## Data for processing
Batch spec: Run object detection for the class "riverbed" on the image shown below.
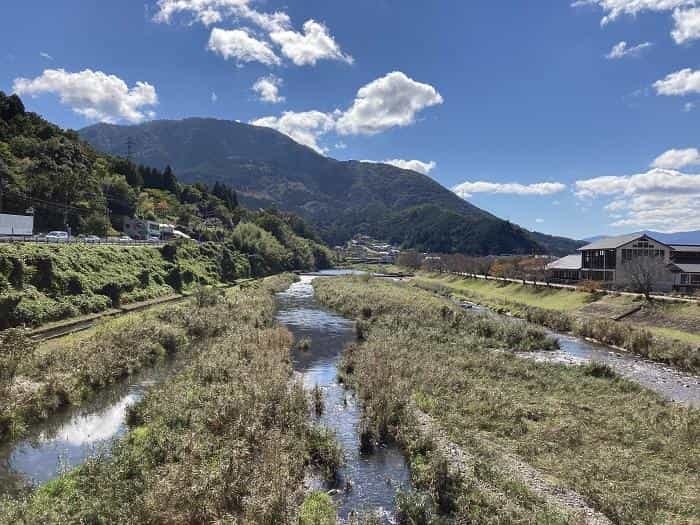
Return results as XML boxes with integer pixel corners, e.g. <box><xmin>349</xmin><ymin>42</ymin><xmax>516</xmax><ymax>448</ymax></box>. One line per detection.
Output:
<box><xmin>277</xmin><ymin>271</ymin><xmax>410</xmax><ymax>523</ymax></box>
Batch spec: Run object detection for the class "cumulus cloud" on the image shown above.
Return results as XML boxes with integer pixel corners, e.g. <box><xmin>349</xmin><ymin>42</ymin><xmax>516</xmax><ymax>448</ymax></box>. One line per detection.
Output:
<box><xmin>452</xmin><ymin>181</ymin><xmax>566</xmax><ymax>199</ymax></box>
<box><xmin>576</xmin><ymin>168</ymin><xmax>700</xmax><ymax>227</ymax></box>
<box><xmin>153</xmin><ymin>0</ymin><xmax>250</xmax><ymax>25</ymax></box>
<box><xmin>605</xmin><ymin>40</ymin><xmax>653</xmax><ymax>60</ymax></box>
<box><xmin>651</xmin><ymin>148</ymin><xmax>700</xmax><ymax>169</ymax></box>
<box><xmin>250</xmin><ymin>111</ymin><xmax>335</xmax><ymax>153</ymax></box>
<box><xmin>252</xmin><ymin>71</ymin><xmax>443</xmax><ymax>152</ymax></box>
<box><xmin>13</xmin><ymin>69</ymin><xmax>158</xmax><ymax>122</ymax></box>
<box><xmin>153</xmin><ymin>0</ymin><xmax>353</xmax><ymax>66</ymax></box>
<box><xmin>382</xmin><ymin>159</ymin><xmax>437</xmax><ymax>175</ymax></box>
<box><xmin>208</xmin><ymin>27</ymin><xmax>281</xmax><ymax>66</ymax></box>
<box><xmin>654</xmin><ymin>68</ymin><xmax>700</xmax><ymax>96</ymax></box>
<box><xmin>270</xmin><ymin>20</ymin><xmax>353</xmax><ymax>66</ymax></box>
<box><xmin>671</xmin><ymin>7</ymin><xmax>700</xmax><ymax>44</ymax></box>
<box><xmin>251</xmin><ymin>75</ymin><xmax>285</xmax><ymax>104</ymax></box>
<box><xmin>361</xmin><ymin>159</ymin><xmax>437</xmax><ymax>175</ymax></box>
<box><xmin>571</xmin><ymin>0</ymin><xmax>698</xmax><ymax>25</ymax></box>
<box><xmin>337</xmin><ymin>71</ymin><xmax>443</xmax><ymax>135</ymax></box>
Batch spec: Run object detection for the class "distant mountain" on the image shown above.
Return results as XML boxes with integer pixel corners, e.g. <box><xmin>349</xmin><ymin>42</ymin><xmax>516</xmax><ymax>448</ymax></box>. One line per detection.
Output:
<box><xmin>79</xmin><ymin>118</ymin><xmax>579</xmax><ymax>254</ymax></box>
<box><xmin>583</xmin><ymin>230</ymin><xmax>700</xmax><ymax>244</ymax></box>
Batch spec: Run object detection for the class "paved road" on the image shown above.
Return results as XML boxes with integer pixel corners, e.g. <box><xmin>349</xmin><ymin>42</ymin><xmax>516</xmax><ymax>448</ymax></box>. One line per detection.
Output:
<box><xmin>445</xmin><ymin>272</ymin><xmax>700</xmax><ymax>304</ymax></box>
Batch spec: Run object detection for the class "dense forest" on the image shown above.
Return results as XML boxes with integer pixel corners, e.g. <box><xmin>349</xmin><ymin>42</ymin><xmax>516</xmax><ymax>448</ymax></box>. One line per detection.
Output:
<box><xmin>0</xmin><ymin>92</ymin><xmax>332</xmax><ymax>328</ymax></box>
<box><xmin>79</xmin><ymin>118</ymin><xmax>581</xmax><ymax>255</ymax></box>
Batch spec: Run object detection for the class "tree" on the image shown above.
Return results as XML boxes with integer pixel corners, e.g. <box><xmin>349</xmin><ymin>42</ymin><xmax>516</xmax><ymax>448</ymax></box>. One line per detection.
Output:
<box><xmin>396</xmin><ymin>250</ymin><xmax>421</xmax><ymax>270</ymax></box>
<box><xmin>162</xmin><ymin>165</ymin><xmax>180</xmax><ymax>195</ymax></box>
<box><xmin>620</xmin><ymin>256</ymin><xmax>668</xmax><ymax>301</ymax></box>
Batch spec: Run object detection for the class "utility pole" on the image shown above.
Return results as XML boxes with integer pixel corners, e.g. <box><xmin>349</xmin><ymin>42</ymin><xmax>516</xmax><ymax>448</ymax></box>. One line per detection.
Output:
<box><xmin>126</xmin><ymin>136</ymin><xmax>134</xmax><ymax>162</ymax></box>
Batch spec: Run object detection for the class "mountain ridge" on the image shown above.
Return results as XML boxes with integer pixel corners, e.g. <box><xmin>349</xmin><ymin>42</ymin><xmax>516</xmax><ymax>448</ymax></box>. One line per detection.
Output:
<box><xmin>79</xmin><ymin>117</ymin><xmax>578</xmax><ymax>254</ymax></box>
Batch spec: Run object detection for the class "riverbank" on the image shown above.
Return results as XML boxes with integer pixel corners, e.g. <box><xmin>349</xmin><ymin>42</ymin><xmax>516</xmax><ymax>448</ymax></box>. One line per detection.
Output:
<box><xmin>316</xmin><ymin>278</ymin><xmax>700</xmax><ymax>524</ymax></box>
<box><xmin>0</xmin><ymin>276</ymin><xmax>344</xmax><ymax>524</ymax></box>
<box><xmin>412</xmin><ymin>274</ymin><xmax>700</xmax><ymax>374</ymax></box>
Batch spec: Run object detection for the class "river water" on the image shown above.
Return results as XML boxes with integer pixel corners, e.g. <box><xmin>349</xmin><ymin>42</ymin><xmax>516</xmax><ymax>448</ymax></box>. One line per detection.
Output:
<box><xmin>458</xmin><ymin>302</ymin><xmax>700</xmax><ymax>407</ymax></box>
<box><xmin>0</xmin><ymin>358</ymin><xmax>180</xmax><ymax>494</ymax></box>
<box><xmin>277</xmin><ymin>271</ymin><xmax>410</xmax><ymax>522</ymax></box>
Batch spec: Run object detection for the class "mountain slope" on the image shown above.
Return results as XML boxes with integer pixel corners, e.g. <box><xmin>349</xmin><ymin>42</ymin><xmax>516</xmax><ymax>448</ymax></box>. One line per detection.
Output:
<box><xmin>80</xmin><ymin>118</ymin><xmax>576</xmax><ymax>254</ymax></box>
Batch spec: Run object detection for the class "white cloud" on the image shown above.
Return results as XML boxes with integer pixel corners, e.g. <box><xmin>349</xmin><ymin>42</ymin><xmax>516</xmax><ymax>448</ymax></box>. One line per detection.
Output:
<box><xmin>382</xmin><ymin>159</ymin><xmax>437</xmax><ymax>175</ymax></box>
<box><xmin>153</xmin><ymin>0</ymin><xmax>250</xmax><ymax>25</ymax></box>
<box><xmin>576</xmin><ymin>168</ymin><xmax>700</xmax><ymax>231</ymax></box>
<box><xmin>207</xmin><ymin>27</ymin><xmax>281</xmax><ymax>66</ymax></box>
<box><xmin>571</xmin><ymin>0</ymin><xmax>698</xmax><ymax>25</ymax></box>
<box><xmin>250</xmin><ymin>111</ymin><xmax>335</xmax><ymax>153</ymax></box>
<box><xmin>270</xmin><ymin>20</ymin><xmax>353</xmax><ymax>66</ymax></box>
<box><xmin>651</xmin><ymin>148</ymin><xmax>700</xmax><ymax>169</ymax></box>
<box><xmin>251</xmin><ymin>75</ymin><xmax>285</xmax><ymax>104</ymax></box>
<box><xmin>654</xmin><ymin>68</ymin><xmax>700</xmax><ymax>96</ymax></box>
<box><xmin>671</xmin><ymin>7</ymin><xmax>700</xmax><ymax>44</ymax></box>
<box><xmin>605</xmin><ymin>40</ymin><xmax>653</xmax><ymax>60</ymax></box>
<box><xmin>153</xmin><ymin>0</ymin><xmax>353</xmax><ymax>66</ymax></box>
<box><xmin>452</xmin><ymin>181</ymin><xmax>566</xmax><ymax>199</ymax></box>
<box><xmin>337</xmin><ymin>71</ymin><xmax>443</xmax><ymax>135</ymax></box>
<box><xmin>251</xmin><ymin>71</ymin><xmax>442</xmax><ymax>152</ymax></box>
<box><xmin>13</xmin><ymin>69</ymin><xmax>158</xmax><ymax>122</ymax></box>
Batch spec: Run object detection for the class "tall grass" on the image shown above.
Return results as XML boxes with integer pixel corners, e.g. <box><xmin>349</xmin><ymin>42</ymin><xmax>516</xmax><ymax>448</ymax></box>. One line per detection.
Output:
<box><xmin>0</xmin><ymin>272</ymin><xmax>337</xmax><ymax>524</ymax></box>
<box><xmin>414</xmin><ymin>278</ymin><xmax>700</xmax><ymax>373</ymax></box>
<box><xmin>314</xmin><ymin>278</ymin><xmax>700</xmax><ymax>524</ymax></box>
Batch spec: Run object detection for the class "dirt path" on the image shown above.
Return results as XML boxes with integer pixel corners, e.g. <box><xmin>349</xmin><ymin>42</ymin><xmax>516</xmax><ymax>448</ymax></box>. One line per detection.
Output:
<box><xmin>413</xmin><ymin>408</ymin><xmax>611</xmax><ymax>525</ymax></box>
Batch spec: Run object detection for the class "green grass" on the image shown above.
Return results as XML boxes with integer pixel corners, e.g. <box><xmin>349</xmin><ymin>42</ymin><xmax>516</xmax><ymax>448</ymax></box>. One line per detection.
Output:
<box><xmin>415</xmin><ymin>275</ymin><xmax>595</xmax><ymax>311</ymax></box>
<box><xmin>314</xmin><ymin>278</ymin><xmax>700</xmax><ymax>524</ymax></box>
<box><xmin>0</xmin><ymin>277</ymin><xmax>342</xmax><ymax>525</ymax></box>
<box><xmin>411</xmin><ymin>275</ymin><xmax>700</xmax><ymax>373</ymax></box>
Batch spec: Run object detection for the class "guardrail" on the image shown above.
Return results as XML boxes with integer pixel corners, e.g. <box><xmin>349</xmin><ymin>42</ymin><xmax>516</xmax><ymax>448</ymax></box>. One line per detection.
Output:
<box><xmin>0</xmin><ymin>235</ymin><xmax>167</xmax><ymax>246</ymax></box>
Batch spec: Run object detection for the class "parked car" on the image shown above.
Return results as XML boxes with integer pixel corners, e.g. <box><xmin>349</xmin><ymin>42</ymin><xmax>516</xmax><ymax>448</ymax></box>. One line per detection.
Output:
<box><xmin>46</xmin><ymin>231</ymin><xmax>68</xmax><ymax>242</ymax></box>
* * *
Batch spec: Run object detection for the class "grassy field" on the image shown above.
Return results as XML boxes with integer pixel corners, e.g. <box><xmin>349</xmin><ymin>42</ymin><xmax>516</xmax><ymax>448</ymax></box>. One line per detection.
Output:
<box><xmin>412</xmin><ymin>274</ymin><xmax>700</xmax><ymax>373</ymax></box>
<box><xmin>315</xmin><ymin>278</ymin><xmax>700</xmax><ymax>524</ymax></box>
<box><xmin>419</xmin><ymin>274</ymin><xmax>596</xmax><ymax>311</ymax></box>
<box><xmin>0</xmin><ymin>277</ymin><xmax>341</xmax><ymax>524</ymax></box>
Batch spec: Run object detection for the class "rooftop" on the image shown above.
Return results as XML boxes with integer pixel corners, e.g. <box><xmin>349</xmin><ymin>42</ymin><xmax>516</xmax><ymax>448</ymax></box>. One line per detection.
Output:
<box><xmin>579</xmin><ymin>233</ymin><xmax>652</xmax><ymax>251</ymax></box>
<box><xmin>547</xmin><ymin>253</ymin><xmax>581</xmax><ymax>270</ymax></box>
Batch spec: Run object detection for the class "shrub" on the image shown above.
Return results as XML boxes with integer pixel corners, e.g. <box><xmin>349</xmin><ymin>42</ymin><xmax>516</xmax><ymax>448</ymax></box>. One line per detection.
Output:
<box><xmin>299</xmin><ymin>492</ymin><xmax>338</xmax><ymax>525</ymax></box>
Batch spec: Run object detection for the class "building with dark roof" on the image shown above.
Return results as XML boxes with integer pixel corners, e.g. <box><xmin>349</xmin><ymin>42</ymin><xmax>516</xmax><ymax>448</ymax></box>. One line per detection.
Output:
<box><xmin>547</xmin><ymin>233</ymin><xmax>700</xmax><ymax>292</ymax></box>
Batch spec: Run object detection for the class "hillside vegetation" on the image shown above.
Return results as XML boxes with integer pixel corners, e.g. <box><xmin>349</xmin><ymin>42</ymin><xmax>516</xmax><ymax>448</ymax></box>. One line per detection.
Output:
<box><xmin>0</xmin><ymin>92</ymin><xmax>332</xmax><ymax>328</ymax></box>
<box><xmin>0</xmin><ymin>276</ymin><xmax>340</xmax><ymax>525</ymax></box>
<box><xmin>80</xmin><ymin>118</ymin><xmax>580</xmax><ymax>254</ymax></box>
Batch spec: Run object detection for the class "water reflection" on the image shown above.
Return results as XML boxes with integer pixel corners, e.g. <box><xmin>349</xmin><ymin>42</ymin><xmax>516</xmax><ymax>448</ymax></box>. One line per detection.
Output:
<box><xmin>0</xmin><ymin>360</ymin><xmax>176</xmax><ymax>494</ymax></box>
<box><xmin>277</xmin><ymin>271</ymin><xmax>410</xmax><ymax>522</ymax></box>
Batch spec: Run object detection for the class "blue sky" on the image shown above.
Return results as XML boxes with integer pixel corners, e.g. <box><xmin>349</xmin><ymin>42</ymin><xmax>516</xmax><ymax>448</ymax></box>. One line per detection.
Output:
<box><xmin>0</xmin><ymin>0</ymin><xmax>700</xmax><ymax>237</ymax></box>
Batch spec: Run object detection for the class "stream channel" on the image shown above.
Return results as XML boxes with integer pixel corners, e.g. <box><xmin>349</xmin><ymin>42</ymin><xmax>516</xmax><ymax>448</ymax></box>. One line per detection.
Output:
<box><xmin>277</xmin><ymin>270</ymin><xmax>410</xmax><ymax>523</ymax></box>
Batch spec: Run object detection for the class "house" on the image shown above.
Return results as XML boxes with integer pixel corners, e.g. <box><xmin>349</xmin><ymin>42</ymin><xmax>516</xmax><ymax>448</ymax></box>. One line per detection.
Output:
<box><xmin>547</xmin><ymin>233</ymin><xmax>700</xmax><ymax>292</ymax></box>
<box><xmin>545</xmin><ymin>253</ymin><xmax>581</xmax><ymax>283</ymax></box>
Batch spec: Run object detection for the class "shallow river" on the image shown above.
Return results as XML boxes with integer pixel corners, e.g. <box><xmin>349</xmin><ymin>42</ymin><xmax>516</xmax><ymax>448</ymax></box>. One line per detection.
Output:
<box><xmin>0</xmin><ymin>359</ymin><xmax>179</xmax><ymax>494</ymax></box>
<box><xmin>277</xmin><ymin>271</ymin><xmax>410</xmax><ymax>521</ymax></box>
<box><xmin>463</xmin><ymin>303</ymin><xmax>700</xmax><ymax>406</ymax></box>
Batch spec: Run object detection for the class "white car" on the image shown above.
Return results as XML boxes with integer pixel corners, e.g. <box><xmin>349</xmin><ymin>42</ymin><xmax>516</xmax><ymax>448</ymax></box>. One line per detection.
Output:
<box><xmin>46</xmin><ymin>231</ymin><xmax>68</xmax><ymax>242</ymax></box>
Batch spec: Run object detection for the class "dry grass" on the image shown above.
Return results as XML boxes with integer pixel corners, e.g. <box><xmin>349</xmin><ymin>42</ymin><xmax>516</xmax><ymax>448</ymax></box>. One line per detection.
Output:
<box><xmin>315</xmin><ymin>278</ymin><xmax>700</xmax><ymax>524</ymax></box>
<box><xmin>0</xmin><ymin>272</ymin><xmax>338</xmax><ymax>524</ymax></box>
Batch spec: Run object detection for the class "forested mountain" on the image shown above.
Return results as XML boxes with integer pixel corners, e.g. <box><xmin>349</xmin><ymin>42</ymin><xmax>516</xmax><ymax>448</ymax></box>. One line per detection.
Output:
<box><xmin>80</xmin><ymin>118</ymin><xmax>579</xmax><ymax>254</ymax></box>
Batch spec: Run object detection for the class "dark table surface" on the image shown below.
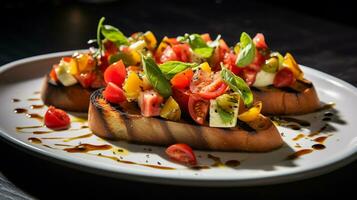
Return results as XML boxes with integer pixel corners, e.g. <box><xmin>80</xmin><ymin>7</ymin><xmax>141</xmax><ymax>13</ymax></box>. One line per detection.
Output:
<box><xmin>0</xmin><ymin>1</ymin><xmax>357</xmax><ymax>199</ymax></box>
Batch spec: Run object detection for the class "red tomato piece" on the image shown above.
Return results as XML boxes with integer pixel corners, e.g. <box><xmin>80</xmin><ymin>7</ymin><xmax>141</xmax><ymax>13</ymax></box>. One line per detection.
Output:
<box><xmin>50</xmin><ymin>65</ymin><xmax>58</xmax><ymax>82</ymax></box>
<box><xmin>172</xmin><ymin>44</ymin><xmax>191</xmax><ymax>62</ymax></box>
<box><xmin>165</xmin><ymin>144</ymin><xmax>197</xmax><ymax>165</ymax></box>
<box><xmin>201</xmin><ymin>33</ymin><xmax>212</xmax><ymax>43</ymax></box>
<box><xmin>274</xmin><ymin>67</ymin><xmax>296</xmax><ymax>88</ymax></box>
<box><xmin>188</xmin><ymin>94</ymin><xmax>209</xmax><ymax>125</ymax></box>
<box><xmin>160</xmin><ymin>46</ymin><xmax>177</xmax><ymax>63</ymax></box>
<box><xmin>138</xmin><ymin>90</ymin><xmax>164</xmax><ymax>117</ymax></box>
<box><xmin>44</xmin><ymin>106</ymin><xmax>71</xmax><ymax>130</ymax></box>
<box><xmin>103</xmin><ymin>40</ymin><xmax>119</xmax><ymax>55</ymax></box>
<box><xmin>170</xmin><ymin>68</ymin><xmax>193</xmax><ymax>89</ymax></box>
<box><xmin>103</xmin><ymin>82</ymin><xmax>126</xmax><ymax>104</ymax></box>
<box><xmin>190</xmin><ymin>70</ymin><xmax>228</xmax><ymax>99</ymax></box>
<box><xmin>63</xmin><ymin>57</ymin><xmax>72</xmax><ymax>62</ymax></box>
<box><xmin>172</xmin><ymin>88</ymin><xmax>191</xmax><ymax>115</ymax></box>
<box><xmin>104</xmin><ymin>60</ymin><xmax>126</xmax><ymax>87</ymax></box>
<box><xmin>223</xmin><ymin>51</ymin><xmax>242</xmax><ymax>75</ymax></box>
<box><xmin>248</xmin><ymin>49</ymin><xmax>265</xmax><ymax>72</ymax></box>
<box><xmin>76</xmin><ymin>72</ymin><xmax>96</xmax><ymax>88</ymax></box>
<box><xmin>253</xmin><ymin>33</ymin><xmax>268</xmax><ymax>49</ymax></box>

## Request
Extract every line from the data above that contains the string "cloud".

## Finished task
Batch spec: Run object detection for the class "cumulus cloud" on the image shown above.
Batch spec: Run object detection for the class "white cloud" on the image shown above.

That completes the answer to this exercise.